** Exercise objective **
Make an exact copy of the data below, leaving out every picture.

#### Excerpted records

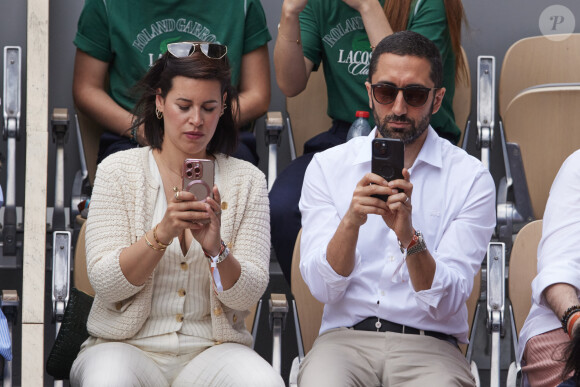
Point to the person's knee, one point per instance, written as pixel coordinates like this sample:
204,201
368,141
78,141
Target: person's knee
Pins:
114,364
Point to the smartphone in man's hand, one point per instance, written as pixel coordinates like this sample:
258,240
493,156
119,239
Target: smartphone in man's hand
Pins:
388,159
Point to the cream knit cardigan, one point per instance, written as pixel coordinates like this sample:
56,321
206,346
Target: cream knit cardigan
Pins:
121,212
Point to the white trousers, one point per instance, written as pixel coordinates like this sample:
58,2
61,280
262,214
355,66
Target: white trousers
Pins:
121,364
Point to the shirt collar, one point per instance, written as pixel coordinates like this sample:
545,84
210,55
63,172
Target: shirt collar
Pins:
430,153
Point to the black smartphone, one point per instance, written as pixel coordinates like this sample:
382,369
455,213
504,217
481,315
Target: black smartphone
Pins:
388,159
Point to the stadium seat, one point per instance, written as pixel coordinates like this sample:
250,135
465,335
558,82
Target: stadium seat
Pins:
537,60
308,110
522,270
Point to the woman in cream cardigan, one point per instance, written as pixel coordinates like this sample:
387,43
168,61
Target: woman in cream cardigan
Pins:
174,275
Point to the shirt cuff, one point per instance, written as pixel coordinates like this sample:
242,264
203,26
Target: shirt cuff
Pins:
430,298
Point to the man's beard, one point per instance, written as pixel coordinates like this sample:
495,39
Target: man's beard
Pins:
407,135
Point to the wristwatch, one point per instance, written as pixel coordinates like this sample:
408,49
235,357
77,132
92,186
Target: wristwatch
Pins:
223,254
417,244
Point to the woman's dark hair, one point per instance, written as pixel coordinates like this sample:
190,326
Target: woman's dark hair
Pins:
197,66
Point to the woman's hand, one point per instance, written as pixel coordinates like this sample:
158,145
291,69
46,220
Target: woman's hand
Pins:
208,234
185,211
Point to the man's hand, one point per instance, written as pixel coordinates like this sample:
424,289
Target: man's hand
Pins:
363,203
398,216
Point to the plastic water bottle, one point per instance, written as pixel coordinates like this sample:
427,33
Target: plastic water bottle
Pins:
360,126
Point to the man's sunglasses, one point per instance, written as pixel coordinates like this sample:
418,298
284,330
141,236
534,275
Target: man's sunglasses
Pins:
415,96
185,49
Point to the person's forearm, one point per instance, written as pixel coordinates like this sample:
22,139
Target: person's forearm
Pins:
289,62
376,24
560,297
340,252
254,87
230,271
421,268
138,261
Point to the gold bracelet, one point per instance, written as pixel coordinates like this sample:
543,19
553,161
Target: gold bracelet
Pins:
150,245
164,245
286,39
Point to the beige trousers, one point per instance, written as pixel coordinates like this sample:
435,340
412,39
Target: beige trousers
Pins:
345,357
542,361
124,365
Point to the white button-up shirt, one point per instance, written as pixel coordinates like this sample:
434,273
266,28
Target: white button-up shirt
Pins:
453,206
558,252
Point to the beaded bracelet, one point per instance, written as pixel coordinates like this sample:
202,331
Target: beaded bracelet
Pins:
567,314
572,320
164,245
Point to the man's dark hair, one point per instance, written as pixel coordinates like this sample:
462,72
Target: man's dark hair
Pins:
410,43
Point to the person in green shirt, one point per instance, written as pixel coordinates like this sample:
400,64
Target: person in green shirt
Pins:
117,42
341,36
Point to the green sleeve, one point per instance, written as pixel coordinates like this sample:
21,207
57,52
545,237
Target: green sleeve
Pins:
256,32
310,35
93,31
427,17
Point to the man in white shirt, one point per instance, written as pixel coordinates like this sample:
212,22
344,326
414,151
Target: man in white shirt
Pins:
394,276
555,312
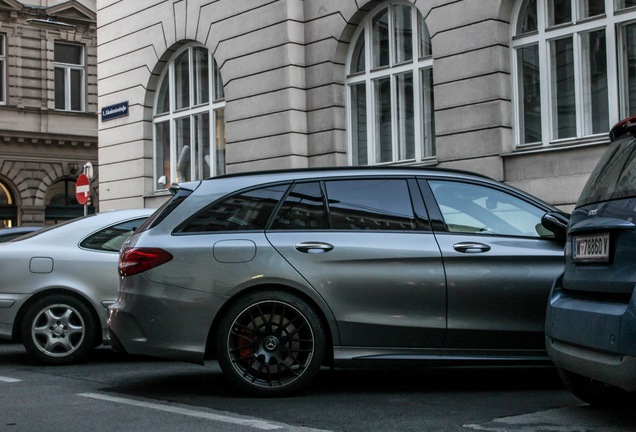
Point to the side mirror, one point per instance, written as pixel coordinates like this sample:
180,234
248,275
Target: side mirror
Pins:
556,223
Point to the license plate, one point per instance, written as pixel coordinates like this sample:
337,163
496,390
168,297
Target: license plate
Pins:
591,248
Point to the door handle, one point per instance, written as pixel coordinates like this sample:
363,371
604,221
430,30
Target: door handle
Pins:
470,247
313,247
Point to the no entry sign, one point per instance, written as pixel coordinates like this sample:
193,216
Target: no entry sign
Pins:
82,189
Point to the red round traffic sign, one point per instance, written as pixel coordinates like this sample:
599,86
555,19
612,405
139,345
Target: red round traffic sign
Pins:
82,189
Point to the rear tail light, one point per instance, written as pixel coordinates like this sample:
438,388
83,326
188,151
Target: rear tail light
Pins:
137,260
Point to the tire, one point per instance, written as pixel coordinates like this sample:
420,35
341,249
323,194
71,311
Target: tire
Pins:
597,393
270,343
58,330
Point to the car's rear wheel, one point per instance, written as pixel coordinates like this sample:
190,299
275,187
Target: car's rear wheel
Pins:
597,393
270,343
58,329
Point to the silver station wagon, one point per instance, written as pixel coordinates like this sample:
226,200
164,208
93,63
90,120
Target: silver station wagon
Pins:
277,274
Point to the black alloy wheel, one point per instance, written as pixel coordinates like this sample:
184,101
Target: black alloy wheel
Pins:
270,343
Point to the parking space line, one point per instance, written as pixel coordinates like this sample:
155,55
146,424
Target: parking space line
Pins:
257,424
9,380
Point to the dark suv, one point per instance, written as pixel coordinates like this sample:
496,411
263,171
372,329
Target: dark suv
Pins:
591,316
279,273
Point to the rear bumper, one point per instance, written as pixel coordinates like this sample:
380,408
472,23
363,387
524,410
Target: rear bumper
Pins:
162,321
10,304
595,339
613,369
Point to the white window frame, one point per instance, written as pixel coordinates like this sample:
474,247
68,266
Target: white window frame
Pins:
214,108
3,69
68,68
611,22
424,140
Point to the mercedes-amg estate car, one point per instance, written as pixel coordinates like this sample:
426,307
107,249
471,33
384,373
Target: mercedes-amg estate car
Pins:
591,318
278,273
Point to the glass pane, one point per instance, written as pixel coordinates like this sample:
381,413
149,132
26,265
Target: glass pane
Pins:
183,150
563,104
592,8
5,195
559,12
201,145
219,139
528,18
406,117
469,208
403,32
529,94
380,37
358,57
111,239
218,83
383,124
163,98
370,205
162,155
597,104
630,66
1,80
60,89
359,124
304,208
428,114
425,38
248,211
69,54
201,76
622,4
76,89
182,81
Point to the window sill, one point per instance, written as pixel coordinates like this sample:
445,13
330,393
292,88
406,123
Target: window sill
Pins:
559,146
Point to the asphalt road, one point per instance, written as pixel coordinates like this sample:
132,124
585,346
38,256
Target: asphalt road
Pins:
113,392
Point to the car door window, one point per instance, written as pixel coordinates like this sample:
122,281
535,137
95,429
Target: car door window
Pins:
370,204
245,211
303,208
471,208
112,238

########

** Solution for this problem **
Point to the person's knee, one point per instance, written as pixel coordinates like this sample:
204,201
368,141
78,141
Target: person's knee
Pins:
114,364
Point to the smartphone in man's hand, one point per instance, written as pixel coordinates like this sample:
258,240
493,156
119,239
Target: smartphone in man's hand
Pins:
388,159
Point to the cream knit cardigan, one point per instance, written as pixel coordinates like this sample:
56,321
206,346
Target: cream knit cardigan
Pins:
121,212
Point to the white trousers, one point per instance, written as pixel coordinates like this sample:
58,2
61,280
262,214
355,66
Target: white trousers
Pins:
121,364
Point to the shirt collar, one point per instance, written as pixel coordinates like this sample:
545,84
210,55
63,172
Target: shirt collar
Pins:
430,153
Point to the black smartphone, one point per instance, written as pixel coordinates like this sample:
382,369
455,213
504,217
481,315
Target: black smartphone
Pins:
388,159
Point to the stadium seat, one point per instance, written as pixel coordinates like this sample:
250,135
465,335
558,82
Target: stadium seat
Pins:
537,60
308,110
522,270
Point to the woman in cream cardigan, one point per instance, written as pixel coordinates like this sample:
387,43
168,61
Target: woman in cream cardigan
Pins:
174,275
Point to the shirt cuff, one point per instance, written as pixel coordinates like this sample:
242,264
203,26
Target: shirt cuff
Pins:
430,298
Point to the man's beard, one point per instance, written as pixel coordinates like this sample:
495,39
Target: man's beard
Pins:
407,135
Point to the wristwatch, one point per instance, written as pixel coordinates like this sample:
408,49
235,357
77,132
92,186
Target: wristwatch
Pins:
223,254
417,244
Point to the woman's dark hair, one point per instance, written as pixel coordinates like this sample:
190,326
Target: woman's dark hair
Pins:
197,66
Point to the woman's hand, one point per instance, written as pixel coordinates like this sample:
158,145
291,69
46,220
Target: woman's hand
Pins:
208,234
185,211
Point to the man's hand, one point per instance, written as pixel coordinates like this sample:
424,289
Target: man's hand
Pins:
363,203
398,216
Point to the plastic water bottle, one point per instance, written as pixel coordinates like this sample:
427,33
Target: plastic water bottle
Pins:
360,126
Point to the man's sunglasses, one point per instance, written as pixel coordinates like this sample:
418,298
284,330
141,236
534,275
Target: man's sunglasses
Pins:
415,96
185,49
Point to the person's forearm, one point per instance, written as pixel coordinates like this sample:
22,139
Target: person's forearm
Pins:
289,62
376,24
560,297
340,252
254,87
230,271
421,268
138,261
Point to the gold bracelet, one point per instance, written as pixel coordinates like this sample:
543,19
553,161
Target: gold bracelet
Pins:
150,245
164,245
286,39
Point to the beige trousers, one point per instance, written as pixel coordinates like this sample:
435,340
412,39
Target: beige trousers
Pins:
345,357
542,361
124,365
Point to the white button-up shirt, one point per instance, written as pixel coordinates like this sample:
434,273
266,28
Target: white button-up shirt
Pins:
453,206
558,252
Point to the beaded bracelet, one point per instance, written as pixel coordinates like this sample:
202,331
Target: beaded bracelet
Pins:
567,314
572,320
164,245
Point to the man's dark hair, one point per instance, written as pixel coordinates like this sample:
462,72
Target: man's dark hair
Pins:
410,43
Point to the person in green shirt, one point per instance, written as pixel coordinates like this sample:
400,64
Target: person in green shirt
Pins:
117,42
341,36
Point to the green sleeve, one point per instance, written as pixel coordinates like this sample:
21,207
57,52
545,237
Target: green sleeve
Pins:
256,32
310,35
93,31
427,17
Point to the man in white shirt, one point per instance, written as pixel coordinates like this sample:
212,22
344,326
414,151
Target: man in white shirt
Pins:
394,276
555,312
Point to the side mirror, one point per instance, written as pixel coordinates like this sample:
180,234
248,275
Target: side mirror
Pins:
556,223
Point to the license plate, one point per instance, written as pixel coordinates like this sample:
337,163
496,390
168,297
Target: license plate
Pins:
591,248
Point to the door handle, one point per instance, written as pixel coordinates like this sample:
363,371
604,221
430,30
Target: door handle
Pins:
470,247
313,247
Point to the no entry sign, one point per instance, written as pixel coordinates like this sample:
193,216
Target: no entry sign
Pins:
82,189
Point to the red round traffic sign, one point per instance, written as pixel coordinates like this sample:
599,86
555,19
612,405
139,345
Target: red round traffic sign
Pins:
82,189
Point to the rear tail light, one point per instance, written as pixel coordinates like this sample:
438,388
83,326
188,151
Target: rear tail light
Pins:
137,260
Point to the tire, one point per instance, written as pixel coordinates like this sample:
420,35
341,249
323,194
71,311
Target: tire
Pins:
597,393
270,343
58,330
Point to the car's rear wheel, one point per instance, written as pixel coordinates like this sample:
190,299
275,187
Target: car's rear wheel
Pins:
597,393
270,343
58,329
Point to the silver station wagon, one point per instance, written as pixel coordinates like this sample:
226,200
164,208
93,63
90,120
Target: silver station wagon
Pins:
277,274
Point to the black alloy wheel, one point per instance, written as pixel coordinates like this sample:
184,101
Target: black alloy wheel
Pins:
270,343
Point to the parking space line, one point per instance, written as pixel coordinates like this sample:
155,55
146,424
Target: parking space line
Pins:
257,424
9,380
Point to the dark suv, one point per instance, written as pixel coordinates like this sample:
496,411
263,171
372,329
Target: dark suv
Pins:
591,316
279,273
Point to the rear bumper, one point per instance, written as pixel coordinates like this sample:
380,408
472,23
363,387
524,410
Target: rear bumper
Pins:
162,321
10,304
595,339
613,369
Point to the white window frame, one point per instance, written as pixel coordinates like this sample:
474,247
68,266
Target: white window frame
Pins:
214,108
3,69
68,68
611,22
424,140
Point to the mercedes-amg estate car, one point per instance, written as pixel coordinates like this sample:
426,307
107,249
471,33
384,373
Target: mercedes-amg estate car
Pins:
591,318
278,273
Point to the glass pane, one point per instance, written as pixel coordinates like this sample:
381,413
149,132
26,265
Target: glass pane
Pins:
183,150
563,104
592,8
5,195
559,12
201,145
219,139
528,18
406,117
469,208
403,32
529,94
380,37
358,57
111,239
218,83
383,124
163,98
370,205
162,155
597,104
630,66
1,80
60,89
359,124
304,208
428,114
425,38
248,211
69,54
201,76
622,4
76,89
182,81
Point to the window sill, one point per instance, written as pixel coordinates like this sample:
445,13
330,393
292,88
406,123
Target: window sill
Pins:
559,146
Point to the asphalt road, one point per instance, written as pixel coordinates like this sample:
132,124
585,346
38,256
Target: asphalt road
Pins:
113,392
Point to the car door window, one point per instance, written as pixel coordinates like this sample:
122,281
535,137
95,429
Target: car door window
Pins:
370,204
245,211
303,208
471,208
112,238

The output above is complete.